Ironically, Africans themselves are not lining up expectantly for reparations, at least not of an immediately palpable variety. Leaders such as Thabo Mbeki of South Africa – whose government still has not paid compensation promised to victims of apartheid – accept that the issue is complex.

The export slave trade began in the 9th century when Africans were sent to the Mediterranean basin and the Middle East. But long before then men, women and especially children were kept as chattels on the continent. Today, slavery is still practised in many parts of Africa, not because it is culturally acceptable but because parents find in the sale of their children a desperate solution to their own grinding poverty.

That is why President Mbeki, who has a powerful Francophone ally in President Abdoulaye Wade of Senegal, argues that the solution is not emotional but economic. He wants Third World debt relief and a revised world trade order in which farmers in poor countries do not, as now, face insurmountable tariffs when they want to sell produce to the protectionist European Union.

Last week, President Wade said he would use Durban to make a case against financial compensation for slavery. "Demanding billions of dollars in reparations is an insult to our dead, to our race. It is absurd that you could pay up a certain number of dollars and then slavery ceases to exist, and there would be a receipt to prove it," he said.

He is supported by President Mbeki, who on Tuesday called for "a measurable commitment among all nations that practical steps will be taken and resources allocated to eradicate the legacy of slavery, colonialism and racism that condemns billions across the globe to poverty and despair". Even African pressure groups are not calling for compensation from the rich world, though they do want an explicit apology and measures to include the slave trade in school history books throughout the world. "We cannot envisage an international community built on justice, equality and universality of human rights without those states which engaged in the slave trade asking for forgiveness in an explicit way," said Alouine Tine, co-ordinator of African non-governmental organisations at the conference. But Mr Tine added: "The financial aspect is of less importance than the recognition of the crime. The enslavement of blacks and colonialism played a major role in reinforcing discrimination against African people."

With the slavery issue unresolved, the conference is likely to be as inconclusive as its predecessors in 1978 and 1983.

But a surprise element may yet come into play ­ the Genoa factor. Today marks the second day of a general strike in South Africa against the government's extensive privatisation programme and, thus, its alleged complicity with the world trade order. Tomorrow, South African trade unionists will join campaigners protesting in Durban against globalisation. It will be the first such march in Africa ­ a continent in which most people's worries centre on getting enough food for the day, not on whether it has been genetically modified.

[Referring expression data]
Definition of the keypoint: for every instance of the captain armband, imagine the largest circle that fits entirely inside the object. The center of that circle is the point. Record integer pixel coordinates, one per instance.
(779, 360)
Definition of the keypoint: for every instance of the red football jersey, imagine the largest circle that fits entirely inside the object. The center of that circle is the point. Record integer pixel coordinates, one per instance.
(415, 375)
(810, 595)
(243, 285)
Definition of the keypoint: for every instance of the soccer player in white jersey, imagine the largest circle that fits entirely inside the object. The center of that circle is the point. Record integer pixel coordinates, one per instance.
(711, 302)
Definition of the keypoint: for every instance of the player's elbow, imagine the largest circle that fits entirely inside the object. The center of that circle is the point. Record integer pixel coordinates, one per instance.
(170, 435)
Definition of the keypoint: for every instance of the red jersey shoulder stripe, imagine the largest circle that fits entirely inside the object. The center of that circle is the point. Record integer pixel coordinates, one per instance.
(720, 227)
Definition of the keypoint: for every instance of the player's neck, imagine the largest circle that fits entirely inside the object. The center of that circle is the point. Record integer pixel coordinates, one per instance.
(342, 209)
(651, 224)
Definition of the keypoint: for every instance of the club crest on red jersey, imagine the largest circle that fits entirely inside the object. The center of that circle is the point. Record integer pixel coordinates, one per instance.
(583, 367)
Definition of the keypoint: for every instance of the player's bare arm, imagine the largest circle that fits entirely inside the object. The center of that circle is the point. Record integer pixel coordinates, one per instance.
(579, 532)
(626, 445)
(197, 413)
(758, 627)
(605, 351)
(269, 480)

* * *

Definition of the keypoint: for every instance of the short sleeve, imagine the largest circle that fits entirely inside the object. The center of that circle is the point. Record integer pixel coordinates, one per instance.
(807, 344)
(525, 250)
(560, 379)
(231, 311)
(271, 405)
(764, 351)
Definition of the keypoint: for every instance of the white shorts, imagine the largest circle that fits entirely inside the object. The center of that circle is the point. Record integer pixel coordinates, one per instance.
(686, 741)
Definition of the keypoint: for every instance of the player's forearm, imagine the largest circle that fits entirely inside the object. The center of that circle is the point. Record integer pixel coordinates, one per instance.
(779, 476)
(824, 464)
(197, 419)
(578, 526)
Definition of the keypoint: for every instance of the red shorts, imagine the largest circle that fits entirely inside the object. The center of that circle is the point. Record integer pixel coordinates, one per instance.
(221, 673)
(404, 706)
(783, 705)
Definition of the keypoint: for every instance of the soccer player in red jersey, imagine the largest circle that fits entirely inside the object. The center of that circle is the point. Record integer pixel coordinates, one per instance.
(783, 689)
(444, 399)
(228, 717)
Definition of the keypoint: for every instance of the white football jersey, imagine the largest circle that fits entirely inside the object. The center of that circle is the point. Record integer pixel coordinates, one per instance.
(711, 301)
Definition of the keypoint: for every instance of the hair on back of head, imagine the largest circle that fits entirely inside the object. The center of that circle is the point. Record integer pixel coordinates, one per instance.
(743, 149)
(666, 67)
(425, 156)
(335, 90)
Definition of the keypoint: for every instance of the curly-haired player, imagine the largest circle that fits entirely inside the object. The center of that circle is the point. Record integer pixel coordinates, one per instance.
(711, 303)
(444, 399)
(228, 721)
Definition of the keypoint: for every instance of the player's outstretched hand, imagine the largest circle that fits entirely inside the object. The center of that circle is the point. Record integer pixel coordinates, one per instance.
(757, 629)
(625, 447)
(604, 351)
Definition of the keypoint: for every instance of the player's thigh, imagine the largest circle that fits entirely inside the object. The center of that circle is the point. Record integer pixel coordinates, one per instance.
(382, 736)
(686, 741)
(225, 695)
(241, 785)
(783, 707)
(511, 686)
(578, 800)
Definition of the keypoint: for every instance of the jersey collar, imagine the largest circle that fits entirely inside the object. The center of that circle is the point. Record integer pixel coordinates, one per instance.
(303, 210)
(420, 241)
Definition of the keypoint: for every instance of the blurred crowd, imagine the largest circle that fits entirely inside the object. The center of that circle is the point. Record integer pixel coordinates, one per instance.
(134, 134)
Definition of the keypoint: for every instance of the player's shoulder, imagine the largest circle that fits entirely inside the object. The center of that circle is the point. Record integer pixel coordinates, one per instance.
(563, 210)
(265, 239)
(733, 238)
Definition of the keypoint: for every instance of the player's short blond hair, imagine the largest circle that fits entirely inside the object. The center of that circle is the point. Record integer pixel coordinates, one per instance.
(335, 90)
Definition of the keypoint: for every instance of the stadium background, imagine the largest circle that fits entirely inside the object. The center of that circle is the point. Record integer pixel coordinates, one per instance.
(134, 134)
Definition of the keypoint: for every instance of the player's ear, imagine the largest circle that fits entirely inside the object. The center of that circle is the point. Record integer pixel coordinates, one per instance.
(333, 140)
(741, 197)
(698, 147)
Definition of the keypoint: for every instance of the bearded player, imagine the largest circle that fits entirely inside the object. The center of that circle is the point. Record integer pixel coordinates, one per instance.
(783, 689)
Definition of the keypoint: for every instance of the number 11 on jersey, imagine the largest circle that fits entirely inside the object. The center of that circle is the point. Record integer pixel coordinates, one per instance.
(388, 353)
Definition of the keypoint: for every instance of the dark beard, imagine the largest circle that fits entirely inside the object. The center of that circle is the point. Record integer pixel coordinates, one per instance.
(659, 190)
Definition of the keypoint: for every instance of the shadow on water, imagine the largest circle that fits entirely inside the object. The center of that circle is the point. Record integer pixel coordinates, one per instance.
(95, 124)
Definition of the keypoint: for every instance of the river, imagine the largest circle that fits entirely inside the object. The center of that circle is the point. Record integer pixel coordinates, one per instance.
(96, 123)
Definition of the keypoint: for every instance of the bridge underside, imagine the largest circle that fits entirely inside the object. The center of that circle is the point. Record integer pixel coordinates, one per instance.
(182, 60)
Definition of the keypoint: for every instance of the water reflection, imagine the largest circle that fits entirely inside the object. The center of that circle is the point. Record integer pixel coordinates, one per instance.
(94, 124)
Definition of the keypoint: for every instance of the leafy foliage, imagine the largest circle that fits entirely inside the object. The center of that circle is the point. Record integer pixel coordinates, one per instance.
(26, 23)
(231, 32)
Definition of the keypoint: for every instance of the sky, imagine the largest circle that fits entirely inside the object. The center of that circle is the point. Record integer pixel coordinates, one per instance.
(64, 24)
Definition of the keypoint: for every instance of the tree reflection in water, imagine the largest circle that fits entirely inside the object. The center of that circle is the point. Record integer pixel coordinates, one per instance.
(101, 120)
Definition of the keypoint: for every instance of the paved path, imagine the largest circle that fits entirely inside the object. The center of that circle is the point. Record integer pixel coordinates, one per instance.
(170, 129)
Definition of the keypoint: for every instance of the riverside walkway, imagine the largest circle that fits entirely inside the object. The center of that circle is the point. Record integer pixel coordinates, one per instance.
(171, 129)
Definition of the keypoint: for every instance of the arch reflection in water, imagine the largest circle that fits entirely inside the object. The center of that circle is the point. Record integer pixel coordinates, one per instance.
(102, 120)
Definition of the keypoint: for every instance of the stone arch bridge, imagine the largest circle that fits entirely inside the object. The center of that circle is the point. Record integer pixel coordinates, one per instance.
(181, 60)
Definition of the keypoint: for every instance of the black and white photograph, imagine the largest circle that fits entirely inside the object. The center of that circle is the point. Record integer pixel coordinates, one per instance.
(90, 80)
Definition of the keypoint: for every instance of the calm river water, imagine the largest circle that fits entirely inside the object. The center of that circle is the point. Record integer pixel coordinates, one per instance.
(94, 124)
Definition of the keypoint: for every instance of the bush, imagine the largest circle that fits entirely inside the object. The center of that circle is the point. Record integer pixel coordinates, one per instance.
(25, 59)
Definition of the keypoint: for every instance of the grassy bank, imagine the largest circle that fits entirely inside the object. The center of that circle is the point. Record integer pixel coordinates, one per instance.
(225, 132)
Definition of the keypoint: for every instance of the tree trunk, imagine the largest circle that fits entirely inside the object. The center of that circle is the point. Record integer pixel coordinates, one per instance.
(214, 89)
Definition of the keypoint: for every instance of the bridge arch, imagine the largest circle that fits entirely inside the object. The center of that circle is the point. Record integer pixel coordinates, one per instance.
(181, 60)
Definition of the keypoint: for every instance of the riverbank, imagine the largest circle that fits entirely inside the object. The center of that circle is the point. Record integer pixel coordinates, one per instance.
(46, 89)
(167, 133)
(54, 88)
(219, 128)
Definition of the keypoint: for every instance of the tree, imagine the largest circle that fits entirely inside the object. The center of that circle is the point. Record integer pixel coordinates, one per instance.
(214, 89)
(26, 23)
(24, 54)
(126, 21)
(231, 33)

§ **CHECK YOUR UNDERSTANDING**:
1. Answer these questions from the reparations article:
(a) In what century did the export slave trade begin?
(b) Which president said he would use Durban to argue against financial compensation for slavery?
(c) In what years were the earlier conferences held?
2. Repeat the part of the reparations article word for word, starting with "That is why" and going on through "protectionist European Union.".

§ **RESULTS IN ORDER**:
1.
(a) The 9th century.
(b) President Abdoulaye Wade of Senegal.
(c) 1978 and 1983.

2.
That is why President Mbeki, who has a powerful Francophone ally in President Abdoulaye Wade of Senegal, argues that the solution is not emotional but economic. He wants Third World debt relief and a revised world trade order in which farmers in poor countries do not, as now, face insurmountable tariffs when they want to sell produce to the protectionist European Union.